═════ DATA PROVIDED
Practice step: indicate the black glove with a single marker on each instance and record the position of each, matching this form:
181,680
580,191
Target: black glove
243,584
══════════
• [WRITTEN REQUEST]:
Rewrite the material above, swapping every "black glove" for "dark glove" and keeping everything else the same.

• [THE COMPLETED TASK]:
Practice step: indicate the dark glove with a single marker on each instance and record the position of each, matching this form:
181,680
580,191
Target: dark glove
243,584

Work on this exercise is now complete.